The exercise: Return the records verbatim, starting with the line that contains "out the shop" and continuing through the last line of the records.

▬▬▬

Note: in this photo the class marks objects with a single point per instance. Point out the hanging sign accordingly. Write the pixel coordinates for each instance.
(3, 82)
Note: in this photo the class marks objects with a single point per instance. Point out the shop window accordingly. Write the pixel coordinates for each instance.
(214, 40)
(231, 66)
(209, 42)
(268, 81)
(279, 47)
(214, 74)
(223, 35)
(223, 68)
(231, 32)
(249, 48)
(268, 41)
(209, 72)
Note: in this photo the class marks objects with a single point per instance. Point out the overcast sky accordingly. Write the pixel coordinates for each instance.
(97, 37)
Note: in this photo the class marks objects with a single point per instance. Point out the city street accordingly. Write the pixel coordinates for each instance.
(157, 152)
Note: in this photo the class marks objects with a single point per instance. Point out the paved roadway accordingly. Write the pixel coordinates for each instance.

▬▬▬

Complete answer:
Note: in this photo the class marks objects with a single point per instance. Point out the shop window accordingly. Write the pixel coordinates for each instance.
(214, 40)
(231, 66)
(209, 42)
(268, 81)
(279, 47)
(214, 74)
(223, 35)
(223, 68)
(231, 32)
(249, 48)
(268, 41)
(209, 72)
Note: in this photo the class marks objects with a single point per instance. Point out the overcast sky accordingly. Write the pixel coordinates for each instance.
(97, 37)
Note: in this photo the class marks objects with a single point per instance. Point out the city street accordingly. Write the pixel coordinates for each instance.
(157, 152)
Note: in this photo the class marks objects with a single point per instance. Point out the paved roadway accordingly. Write the pixel coordinates for each instance.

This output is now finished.